● Exercise goal: Copy down all of the data underneath, exactly as shown.

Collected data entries
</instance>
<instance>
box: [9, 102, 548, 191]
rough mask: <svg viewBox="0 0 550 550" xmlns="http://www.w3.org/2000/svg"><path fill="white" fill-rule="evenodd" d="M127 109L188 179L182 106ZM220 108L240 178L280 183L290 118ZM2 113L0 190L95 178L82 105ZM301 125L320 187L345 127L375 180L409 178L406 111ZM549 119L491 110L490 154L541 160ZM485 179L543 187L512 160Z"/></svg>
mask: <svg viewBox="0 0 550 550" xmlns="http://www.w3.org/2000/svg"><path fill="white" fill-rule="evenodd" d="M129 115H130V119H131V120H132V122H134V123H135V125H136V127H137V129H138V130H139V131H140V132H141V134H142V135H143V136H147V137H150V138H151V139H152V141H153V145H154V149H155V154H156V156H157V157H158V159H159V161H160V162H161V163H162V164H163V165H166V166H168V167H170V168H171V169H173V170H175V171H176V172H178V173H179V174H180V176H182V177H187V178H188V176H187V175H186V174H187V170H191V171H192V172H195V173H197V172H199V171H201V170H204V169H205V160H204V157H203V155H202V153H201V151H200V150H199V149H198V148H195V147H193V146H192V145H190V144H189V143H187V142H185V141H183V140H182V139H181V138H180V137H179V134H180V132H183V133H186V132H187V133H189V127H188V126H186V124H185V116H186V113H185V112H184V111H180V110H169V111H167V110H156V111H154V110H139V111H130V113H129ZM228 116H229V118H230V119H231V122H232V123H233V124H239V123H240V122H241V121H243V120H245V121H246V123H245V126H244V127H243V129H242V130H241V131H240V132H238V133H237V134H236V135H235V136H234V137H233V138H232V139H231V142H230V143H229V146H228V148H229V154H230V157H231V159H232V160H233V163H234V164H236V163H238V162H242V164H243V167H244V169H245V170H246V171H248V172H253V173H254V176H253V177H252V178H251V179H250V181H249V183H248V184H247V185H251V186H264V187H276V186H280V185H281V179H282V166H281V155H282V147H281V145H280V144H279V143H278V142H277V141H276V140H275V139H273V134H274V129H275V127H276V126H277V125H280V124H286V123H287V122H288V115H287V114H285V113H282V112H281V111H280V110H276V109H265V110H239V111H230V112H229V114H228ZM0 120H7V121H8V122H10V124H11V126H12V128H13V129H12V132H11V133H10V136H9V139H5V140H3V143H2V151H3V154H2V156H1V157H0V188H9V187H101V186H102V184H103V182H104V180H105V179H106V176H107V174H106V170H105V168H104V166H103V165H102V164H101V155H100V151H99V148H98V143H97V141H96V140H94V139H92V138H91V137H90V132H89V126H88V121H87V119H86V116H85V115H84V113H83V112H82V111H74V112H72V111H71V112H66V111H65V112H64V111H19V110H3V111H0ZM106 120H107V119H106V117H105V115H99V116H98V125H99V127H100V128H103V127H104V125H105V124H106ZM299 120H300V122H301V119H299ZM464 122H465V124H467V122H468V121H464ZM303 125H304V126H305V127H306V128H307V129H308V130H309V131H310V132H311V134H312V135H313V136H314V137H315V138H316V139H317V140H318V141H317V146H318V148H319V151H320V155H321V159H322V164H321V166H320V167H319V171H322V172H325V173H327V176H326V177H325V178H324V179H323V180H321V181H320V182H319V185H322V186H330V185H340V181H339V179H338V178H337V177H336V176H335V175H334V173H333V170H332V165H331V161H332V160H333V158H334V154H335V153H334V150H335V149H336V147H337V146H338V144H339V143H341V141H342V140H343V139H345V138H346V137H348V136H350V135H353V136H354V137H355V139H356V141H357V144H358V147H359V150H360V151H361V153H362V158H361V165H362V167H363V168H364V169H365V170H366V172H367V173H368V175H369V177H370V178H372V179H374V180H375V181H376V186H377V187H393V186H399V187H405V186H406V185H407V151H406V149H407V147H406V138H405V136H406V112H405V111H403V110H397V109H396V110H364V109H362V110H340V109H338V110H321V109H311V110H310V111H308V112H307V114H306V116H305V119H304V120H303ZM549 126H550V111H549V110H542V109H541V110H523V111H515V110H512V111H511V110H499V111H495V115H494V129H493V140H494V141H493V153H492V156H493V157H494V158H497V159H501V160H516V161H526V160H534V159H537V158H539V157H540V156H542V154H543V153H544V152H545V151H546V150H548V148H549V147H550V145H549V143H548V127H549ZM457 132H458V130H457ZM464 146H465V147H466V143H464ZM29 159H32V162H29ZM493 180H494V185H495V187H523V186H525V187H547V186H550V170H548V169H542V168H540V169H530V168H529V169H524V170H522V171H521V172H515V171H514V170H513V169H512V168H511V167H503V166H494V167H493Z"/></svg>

● Expected answer:
</instance>
<instance>
box: [9, 102, 548, 191]
rough mask: <svg viewBox="0 0 550 550" xmlns="http://www.w3.org/2000/svg"><path fill="white" fill-rule="evenodd" d="M127 109L188 179L182 106ZM220 108L240 178L280 183L290 118ZM2 113L0 190L95 178L82 105ZM301 125L320 187L345 127L375 180L409 178L406 111ZM549 119L491 110L490 154L541 160ZM485 179L543 187L512 160Z"/></svg>
mask: <svg viewBox="0 0 550 550" xmlns="http://www.w3.org/2000/svg"><path fill="white" fill-rule="evenodd" d="M129 115H130V119H131V120H132V122H134V123H135V125H136V127H137V129H138V130H139V131H140V132H141V134H142V135H143V136H147V137H150V138H151V139H152V141H153V145H154V149H155V154H156V156H157V157H158V159H159V161H160V162H161V163H162V164H163V165H166V166H168V167H170V168H171V169H173V170H175V171H176V172H178V173H179V174H180V176H182V177H187V178H188V176H187V175H186V174H187V170H191V171H192V172H195V173H197V172H199V171H201V170H204V169H205V160H204V157H203V155H202V153H201V151H200V150H199V149H198V148H195V147H193V146H192V145H190V144H189V143H187V142H185V141H183V140H182V139H181V138H180V137H179V134H180V132H183V133H186V132H187V133H189V127H188V126H186V124H185V116H186V113H185V112H184V111H180V110H169V111H167V110H156V111H154V110H139V111H130V113H129ZM228 116H229V118H230V119H231V122H232V123H233V124H239V123H240V122H241V121H243V120H245V121H246V123H245V126H244V127H243V129H242V130H241V131H240V132H238V133H237V134H236V135H235V136H234V137H233V138H232V139H231V142H230V143H229V146H228V148H229V154H230V157H231V159H232V160H233V163H234V164H236V163H238V162H242V164H243V167H244V169H245V170H246V171H248V172H253V173H254V176H253V177H252V178H251V179H250V181H249V183H248V184H247V185H251V186H264V187H276V186H280V185H281V179H282V166H281V155H282V147H281V145H280V144H279V143H278V142H277V141H276V140H275V139H273V134H274V129H275V127H276V126H277V125H280V124H286V123H287V122H288V115H287V114H285V113H282V112H281V111H280V110H276V109H265V110H239V111H230V112H229V114H228ZM0 120H7V121H8V122H10V124H11V126H12V128H13V129H12V132H11V133H10V136H9V139H5V140H3V143H2V151H3V154H2V156H1V157H0V188H9V187H101V186H102V184H103V182H104V180H105V179H106V176H107V174H106V170H105V168H104V166H103V165H102V164H101V155H100V151H99V148H98V143H97V141H96V140H94V139H92V138H91V137H90V132H89V126H88V121H87V119H86V116H85V115H84V113H83V112H82V111H74V112H72V111H71V112H66V111H65V112H64V111H19V110H3V111H0ZM106 120H107V119H106V117H105V115H99V116H98V125H99V127H100V128H103V127H104V125H105V124H106ZM299 120H300V122H301V119H299ZM464 122H465V124H467V122H468V121H464ZM303 125H304V126H305V127H306V128H307V129H308V130H309V131H310V132H311V134H312V135H313V136H314V137H315V138H316V139H317V140H318V141H317V146H318V148H319V151H320V155H321V159H322V164H321V166H320V167H319V171H322V172H325V173H327V176H326V177H325V178H324V179H323V180H321V181H320V182H319V185H322V186H330V185H340V181H339V179H338V178H337V177H336V176H335V175H334V173H333V170H332V165H331V161H332V160H333V158H334V154H335V153H334V150H335V149H336V147H337V146H338V144H339V143H341V141H342V140H343V139H345V138H346V137H348V136H350V135H353V136H354V137H355V139H356V141H357V144H358V147H359V150H360V151H361V153H362V158H361V165H362V167H363V168H364V169H365V170H366V172H367V173H368V175H369V177H370V178H372V179H374V180H375V181H376V186H377V187H393V186H399V187H405V186H406V185H407V151H406V149H407V147H406V138H405V136H406V112H405V111H403V110H397V109H396V110H364V109H362V110H340V109H338V110H321V109H311V110H310V111H308V112H307V114H306V116H305V119H304V120H303ZM549 126H550V111H549V110H542V109H541V110H523V111H515V110H512V111H511V110H499V111H495V115H494V129H493V140H494V141H493V153H492V156H493V157H494V158H497V159H501V160H516V161H526V160H534V159H537V158H539V157H540V156H542V154H543V153H544V152H545V151H546V150H548V148H549V147H550V145H549V143H548V127H549ZM457 132H458V130H457ZM464 146H465V147H466V143H464ZM29 159H32V162H29ZM493 180H494V185H495V187H523V186H525V187H547V186H550V170H548V169H542V168H540V169H530V168H529V169H524V170H522V171H521V172H515V171H514V170H513V169H512V168H511V167H503V166H494V167H493Z"/></svg>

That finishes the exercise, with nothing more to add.